> Directions
(1) Reproduce the Cranbrook memoir passage between "Occupied with my" and "some months later.", inclusive.
(2) Condense the paragraph of the Cranbrook memoir passage that begins "Occupied with my then job" into a short bulleted list that keeps its main facts.
(3) Extend the memoir passage about the Cranbrook alumni scrimmage onward from its final sentence.

> Source passage
□ □ □ □ □

Ted lived long enough to witness that student-manager’s run for the presidency of the United States in 2012. His name was Mitt Romney, at that time his father was Michigan’s governor.
It was during the Christmas season of 1964 I showed up at Cranbrook to visit brother Dave.
Occupied with my then job as physical education instructor, varsity swimming coach, and PhD student at the University of New Mexico, I had not skated for several years. Pressed to lace up borrowed blades and participate in a Saturday morning Alumni scrimmage, I dutifully appeared on defense, joined by a host of accomplished players, including Lindsay.
I struggled to keep up.
Lindsay, supremely charitable, rationalized my inadequacy to his friend and linemate, my brother: “He’s just a little rusty, isn’t he?”
A second incident followed some months later.

□ □ □ □ □

> Listed records

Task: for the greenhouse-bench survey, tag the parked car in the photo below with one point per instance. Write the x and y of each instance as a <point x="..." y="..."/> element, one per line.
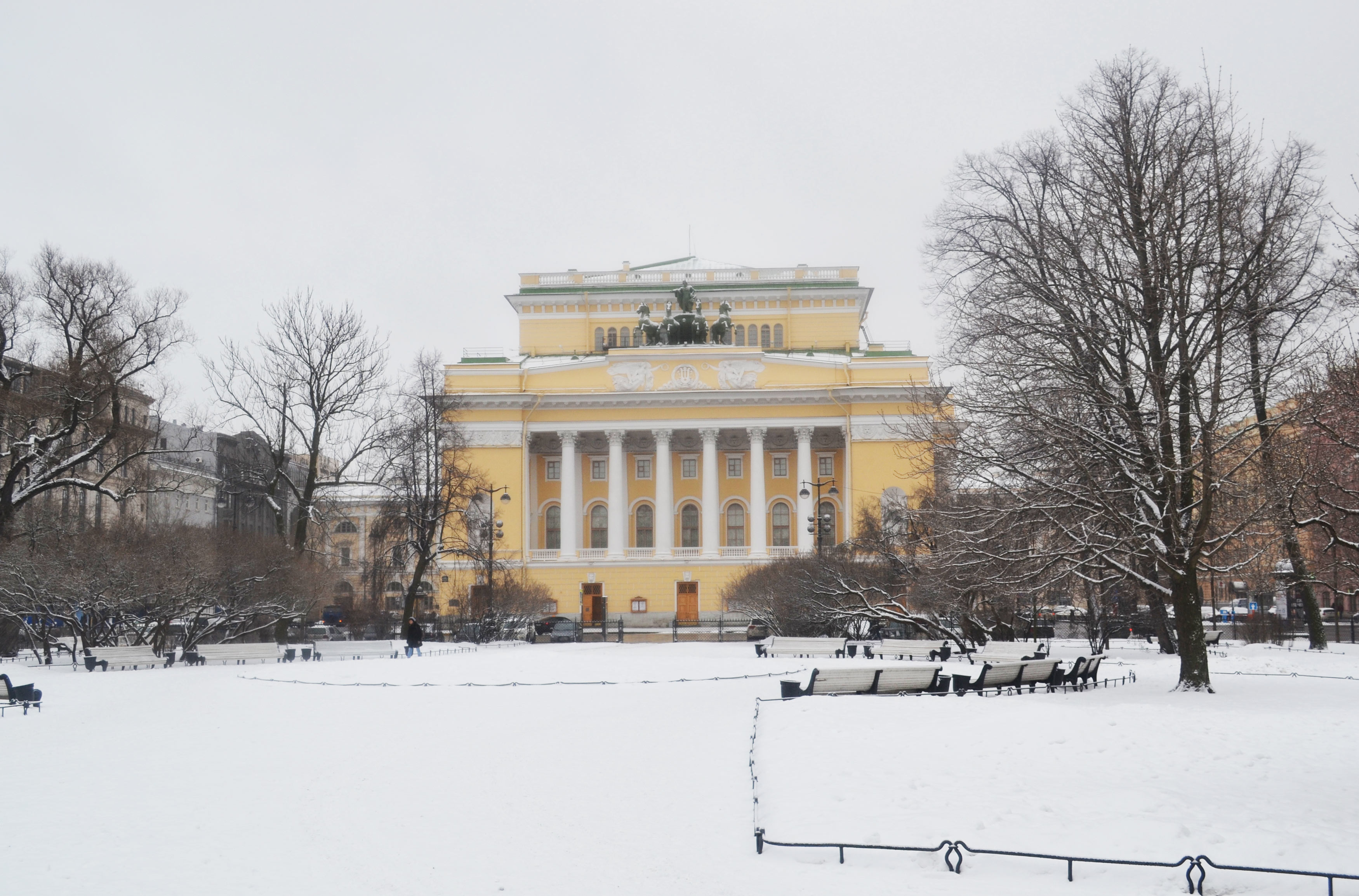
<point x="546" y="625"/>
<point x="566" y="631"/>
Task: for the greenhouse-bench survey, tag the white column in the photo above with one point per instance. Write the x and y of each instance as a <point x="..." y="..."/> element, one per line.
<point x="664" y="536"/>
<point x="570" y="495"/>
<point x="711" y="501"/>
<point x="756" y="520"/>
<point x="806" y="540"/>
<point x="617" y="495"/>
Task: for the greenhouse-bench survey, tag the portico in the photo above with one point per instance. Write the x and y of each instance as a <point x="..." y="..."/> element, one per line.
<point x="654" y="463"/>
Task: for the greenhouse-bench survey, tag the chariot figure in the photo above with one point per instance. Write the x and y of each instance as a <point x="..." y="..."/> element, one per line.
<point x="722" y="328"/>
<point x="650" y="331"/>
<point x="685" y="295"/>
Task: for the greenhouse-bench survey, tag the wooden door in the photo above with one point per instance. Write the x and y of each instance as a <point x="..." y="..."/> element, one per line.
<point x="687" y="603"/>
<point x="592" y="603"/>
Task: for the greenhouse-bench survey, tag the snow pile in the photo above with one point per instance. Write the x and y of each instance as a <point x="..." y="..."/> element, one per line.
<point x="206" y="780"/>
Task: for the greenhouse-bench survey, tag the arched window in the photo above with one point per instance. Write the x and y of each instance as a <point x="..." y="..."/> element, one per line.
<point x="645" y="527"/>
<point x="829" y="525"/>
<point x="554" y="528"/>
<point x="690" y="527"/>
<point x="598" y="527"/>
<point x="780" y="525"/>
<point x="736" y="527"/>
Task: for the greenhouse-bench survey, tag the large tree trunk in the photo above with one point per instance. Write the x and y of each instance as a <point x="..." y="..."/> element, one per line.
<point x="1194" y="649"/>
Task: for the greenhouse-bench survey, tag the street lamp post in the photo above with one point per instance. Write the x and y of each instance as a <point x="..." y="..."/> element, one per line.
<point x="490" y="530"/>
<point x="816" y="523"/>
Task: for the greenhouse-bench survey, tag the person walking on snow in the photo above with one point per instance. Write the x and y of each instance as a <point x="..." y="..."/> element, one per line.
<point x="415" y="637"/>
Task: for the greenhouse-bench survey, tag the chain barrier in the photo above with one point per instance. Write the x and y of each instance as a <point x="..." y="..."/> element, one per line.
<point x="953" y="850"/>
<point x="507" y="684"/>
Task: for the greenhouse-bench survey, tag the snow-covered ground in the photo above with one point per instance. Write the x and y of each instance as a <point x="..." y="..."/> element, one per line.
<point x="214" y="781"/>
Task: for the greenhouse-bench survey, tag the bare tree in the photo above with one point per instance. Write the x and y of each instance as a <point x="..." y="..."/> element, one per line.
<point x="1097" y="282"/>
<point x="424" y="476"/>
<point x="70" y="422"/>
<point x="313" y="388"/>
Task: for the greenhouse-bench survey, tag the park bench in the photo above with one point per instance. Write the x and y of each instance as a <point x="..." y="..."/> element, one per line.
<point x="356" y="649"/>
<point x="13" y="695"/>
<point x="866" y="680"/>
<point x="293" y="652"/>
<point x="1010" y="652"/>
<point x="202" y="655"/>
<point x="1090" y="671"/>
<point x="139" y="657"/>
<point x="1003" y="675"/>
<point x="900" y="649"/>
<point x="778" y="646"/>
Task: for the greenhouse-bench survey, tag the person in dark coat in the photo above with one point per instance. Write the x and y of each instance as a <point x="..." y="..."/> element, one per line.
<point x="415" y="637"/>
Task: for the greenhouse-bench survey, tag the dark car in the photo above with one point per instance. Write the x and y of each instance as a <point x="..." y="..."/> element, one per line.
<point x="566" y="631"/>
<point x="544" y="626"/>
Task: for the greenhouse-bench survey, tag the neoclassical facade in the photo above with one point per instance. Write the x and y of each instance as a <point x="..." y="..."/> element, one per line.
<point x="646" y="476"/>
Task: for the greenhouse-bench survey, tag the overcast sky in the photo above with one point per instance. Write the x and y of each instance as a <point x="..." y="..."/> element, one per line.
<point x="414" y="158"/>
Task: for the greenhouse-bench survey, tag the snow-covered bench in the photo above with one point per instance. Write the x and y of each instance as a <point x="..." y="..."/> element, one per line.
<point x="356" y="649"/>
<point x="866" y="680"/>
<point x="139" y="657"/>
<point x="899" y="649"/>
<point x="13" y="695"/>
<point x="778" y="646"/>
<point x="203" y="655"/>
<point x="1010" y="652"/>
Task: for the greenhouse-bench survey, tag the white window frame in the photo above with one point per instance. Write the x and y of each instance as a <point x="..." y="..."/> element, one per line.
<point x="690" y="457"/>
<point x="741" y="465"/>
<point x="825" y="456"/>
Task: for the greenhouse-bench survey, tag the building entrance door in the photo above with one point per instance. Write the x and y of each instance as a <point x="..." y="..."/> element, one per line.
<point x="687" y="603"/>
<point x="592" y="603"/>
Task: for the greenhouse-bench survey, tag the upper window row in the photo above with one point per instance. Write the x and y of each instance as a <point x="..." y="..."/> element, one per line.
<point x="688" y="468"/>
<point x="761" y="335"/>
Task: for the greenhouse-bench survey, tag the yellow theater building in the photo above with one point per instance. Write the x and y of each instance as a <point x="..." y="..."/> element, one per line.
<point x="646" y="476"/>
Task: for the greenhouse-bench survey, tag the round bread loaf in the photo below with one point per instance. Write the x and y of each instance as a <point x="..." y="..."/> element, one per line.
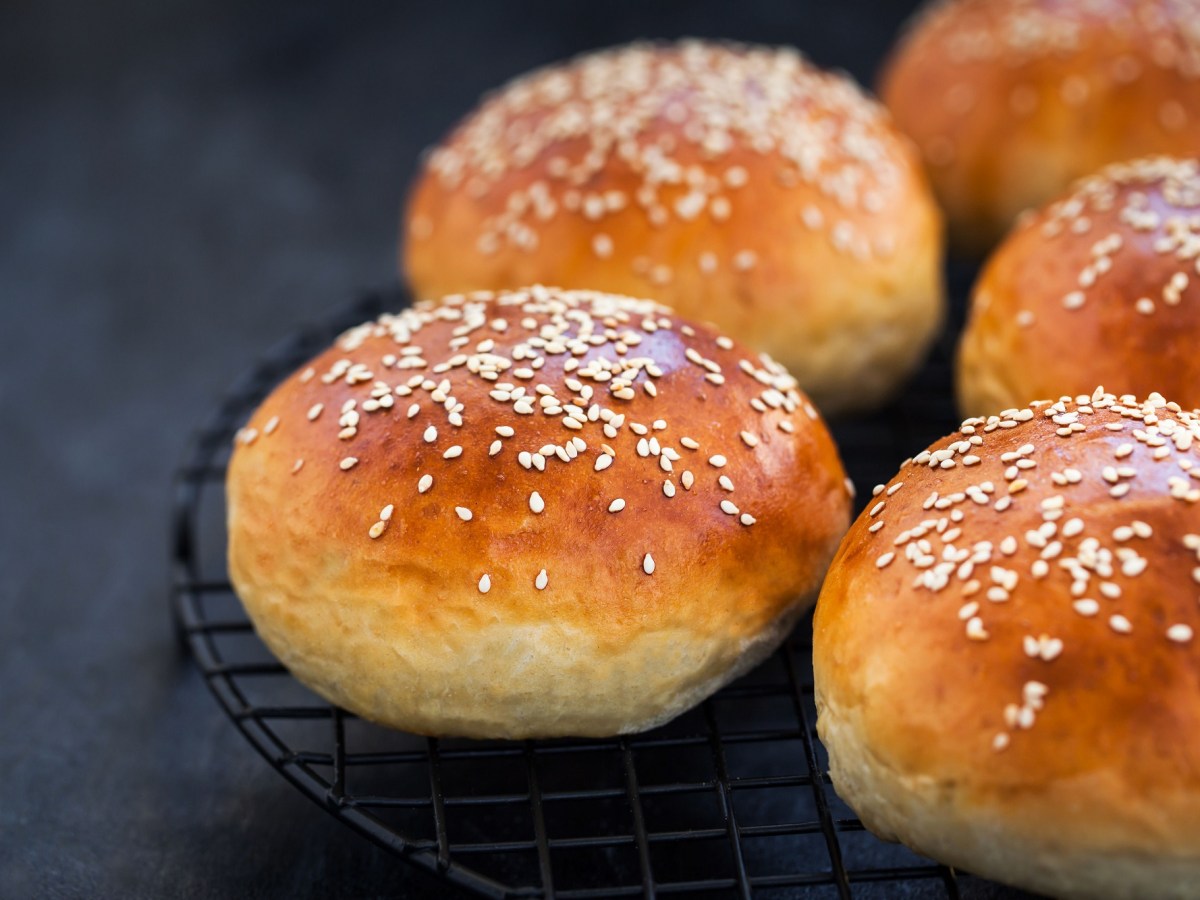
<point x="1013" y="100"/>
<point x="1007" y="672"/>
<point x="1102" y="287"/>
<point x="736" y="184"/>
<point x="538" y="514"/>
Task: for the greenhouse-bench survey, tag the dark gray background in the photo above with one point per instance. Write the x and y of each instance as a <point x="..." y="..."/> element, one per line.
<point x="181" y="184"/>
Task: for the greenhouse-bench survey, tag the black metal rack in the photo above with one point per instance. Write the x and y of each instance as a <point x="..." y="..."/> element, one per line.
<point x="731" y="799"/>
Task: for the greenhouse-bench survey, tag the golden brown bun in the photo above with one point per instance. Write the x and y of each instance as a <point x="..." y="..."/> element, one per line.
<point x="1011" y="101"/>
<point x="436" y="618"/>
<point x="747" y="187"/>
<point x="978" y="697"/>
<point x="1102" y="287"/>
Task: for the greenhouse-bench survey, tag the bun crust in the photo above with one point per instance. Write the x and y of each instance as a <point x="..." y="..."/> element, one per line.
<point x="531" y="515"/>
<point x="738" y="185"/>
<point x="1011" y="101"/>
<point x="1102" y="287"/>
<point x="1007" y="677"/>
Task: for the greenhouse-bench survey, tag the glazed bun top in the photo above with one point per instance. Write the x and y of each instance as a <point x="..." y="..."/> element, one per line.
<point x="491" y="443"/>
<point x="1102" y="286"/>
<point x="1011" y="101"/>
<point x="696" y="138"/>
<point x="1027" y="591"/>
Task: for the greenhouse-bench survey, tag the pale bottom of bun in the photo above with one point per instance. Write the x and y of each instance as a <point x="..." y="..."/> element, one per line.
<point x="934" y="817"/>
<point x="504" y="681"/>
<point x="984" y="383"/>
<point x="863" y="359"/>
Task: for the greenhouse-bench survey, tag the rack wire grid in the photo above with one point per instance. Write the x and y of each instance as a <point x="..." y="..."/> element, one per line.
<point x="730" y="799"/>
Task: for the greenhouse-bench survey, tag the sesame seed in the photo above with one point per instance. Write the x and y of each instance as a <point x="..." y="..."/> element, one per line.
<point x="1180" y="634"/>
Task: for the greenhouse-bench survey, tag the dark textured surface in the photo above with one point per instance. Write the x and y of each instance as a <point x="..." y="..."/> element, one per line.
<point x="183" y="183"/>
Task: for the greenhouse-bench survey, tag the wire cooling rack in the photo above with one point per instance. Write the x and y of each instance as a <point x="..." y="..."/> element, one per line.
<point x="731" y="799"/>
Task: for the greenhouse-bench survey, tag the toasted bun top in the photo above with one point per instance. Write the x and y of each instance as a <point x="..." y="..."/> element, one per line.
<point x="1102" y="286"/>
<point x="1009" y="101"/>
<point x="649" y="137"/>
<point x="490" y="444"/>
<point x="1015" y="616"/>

□ □ □ □ □

> Replies
(1)
Occupied with my then job as physical education instructor, varsity swimming coach, and PhD student at the University of New Mexico, I had not skated for several years. Pressed to lace up borrowed blades and participate in a Saturday morning Alumni scrimmage, I dutifully appeared on defense, joined by a host of accomplished players, including Lindsay.
I struggled to keep up.
Lindsay, supremely charitable, rationalized my inadequacy to his friend and linemate, my brother: “He’s just a little rusty, isn’t he?”
A second incident followed some months later.

(2)
- The narrator was working as a physical education instructor and varsity swimming coach and was a PhD student at the University of New Mexico.
- Because of this, the narrator had not skated for several years.
- Pressed to take part, the narrator laced up borrowed skates for a Saturday morning Alumni scrimmage.
- The narrator played defense alongside many accomplished players, Lindsay among them.

(3)
A junior varsity Cranbrook boy – Doug Pizza (nicknamed “Pumpkin”), a Chicagoan whose father, you guessed it, owned and operated a gigantic frozen pizza business in and around the Windy City – became a target of concern due to alarmingly delayed muscle response to neural commands in carrying out physical skills demanding rapid reaction.
A medical examination discovered a dangerously advanced brain tumour. In short order, Doug Pizza was admitted to downtown Detroit’s Fordson Hospital, awaiting an operation.
When Ted Lindsay heard about this crisis, he took action.
Knowing Pumpkin was a devout fan of the Chicago Blackhawks and their star Bobby Hull, he contacted his old Red Wing Production Line teammate, Gordie Howe, to see if it might be possible to approach Hull to pay a visit to young Pizza in his hospital room as the Blackhawks were scheduled to visit Detroit the very next week.
Howe approached Hull; the “Golden Jet” consented to a visit.
At the appointed time, with Ted Lindsay and Dave Barney already present, the door opened and Gordie Howe and Bobby Hull entered, bearing a Blackhawks jersey for young Pizza. Moments later, the door opened again and into the room strode Phil Esposito and Stan Mikita.
There they were, beside the Pumpkin’s bed: Lindsay, Howe, Hull, Esposito, and Mikita, a quintet destined to become some of the Hockey Hall of Fame‘s most celebrated honorees.
Needless to say, the Pumpkin was speechless. It had all been a surprise – a lifting experience for a young man facing dangerous surgery.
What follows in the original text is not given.